Passage shown:

Normalized edit distance over the sequence of text blocks. Critical for multi-column layouts, sidebars, and footnotes. High scores mean the model scrambled content order—column 2 before column 1, or footnotes mixed into body text. Under 0.08 is good; over 0.15 is serious.

Note:R-Order Edit isn't included in the Overall formula—it's reported separately because reading order is its own special kind of pain. If your use case involves multi-column documents, don't rely on Overall alone.

How “Overall” Is Calculated

The v1.5 Overall score isn't an average of all five metrics. It's explicitly defined as:

Overall = ((1 - Text_Edit) × 100 + Table_TEDS + Formula_CDM) / 3

It grades you on three pillars: text extraction, table parsing, and formula recognition. Reading order and structure-only table metrics are tracked separately.

Pipeline vs End-to-End: The Architecture Split

The leaderboard shows two fundamentally different approaches:

Pipeline Systems (*)

PaddleOCR-VL, MinerU2.5, MonkeyOCR chain specialized components: layout detector → OCR → table parser → formula recognizer. Each component is optimized for its specific task.

Pro: Best-in-class on individual capabilities. PaddleOCR-VL leads with 92.86.
Con: Complex deployment, error propagation between stages, more moving parts.

End-to-End VLMs

DeepSeek-OCR 2, Qwen2.5-VL, Gemini-2.5 Pro process the entire page in one forward pass. Simpler architecture, but the model must learn all tasks simultaneously.

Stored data
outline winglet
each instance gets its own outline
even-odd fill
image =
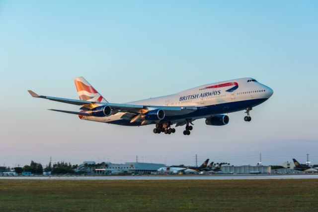
[[[28,92],[29,92],[32,97],[40,97],[40,95],[37,95],[30,90],[28,90]]]

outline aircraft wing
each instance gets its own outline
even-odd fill
[[[184,115],[190,113],[197,110],[197,107],[194,106],[172,106],[100,103],[97,102],[85,101],[83,100],[72,100],[70,99],[39,95],[31,90],[28,90],[28,92],[32,97],[46,99],[47,100],[51,100],[52,101],[60,102],[69,104],[81,106],[82,106],[80,108],[81,109],[87,110],[99,106],[110,106],[113,110],[112,112],[112,114],[113,114],[118,112],[123,112],[133,114],[135,113],[135,114],[138,115],[139,113],[145,112],[147,111],[153,109],[161,109],[164,110],[164,112],[166,116],[171,116],[174,115]],[[58,111],[58,110],[56,110],[55,111]]]

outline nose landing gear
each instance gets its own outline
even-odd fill
[[[189,121],[187,122],[187,125],[185,126],[185,130],[183,131],[183,134],[184,135],[189,135],[190,134],[190,131],[193,129],[193,127],[192,126],[189,126]],[[191,123],[192,124],[193,124]]]
[[[163,123],[160,124],[157,123],[156,124],[156,128],[154,129],[154,133],[160,133],[161,132],[164,132],[164,134],[170,134],[171,133],[174,133],[175,132],[175,129],[170,127],[170,123]]]
[[[252,107],[246,107],[246,108],[245,109],[246,111],[245,112],[245,113],[246,113],[247,115],[244,117],[244,120],[245,121],[250,121],[250,120],[252,119],[252,118],[251,118],[249,116],[249,110],[251,110],[252,109],[253,109]]]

Tasks and exercises:
**a.** In the passage on document-parsing benchmark scores, which three areas does the v1.5 Overall score grade?
**b.** Take the passage on document-parsing benchmark scores further, picking up after its last sentence.

Answers given:
**a.** Text extraction, table parsing, and formula recognition.

**b.**
Pro: Single model, simpler deployment, holistic understanding.
Con: Historically underperformed—until DeepSeek-OCR 2 showed you can hit 91+ with just 1,120 tokens.

Version Drift Warning

v1.5 was a major update.If you're comparing numbers across papers:

More pages than v1.0
Higher-resolution images for some document types
Updated “hybrid matching” evaluation logic that merges/splits to find best matches (reduces unfair penalties from minor formatting differences)
Leaderboard positions shifted

A model that scored 88 on v1.0 might score 85 or 91 on v1.5— they're not directly comparable. This page uses v1.5 results only.

Frequently Asked Questions

V-token (visual tokens) is the maximum number of image patches the model processes per page. Think of it as the model's "retina resolution" — each token is a learned embedding of a small image region.

Why it matters:

Cost — More tokens = higher API costs or GPU time
Latency — Attention is O(n²), so 5× more tokens ≈ 25× more compute
Context — Multi-page docs exhaust context windows fast

DeepSeek-OCR 2 uses only 1,120 tokens while most competitors use 6,000+, making it ~5× more efficient with comparable quality. This translates to significant cost savings at production scale.

The Overall formula explicitly focuses on three core pillars:

Overall = ((1 - Text_Edit) × 100 + Table_TEDS + Formula_CDM) / 3

Reading order is tracked separately because:

It's a distinct challenge from text/table/formula quality
It matters a lot for multi-column documents but less for simple single-column pages
Including it would dilute the signal for the core capabilities

If your use case involves complex layouts (academic papers, newspapers, financial reports), don't rely on Overall alone — check the R-Order Edit column specifically.

Resources

OmniDocBench GitHub — Code, configs, and Docker image to run your own evaluation
OpenDataLab — Dataset hosting (also mirrors to HuggingFace)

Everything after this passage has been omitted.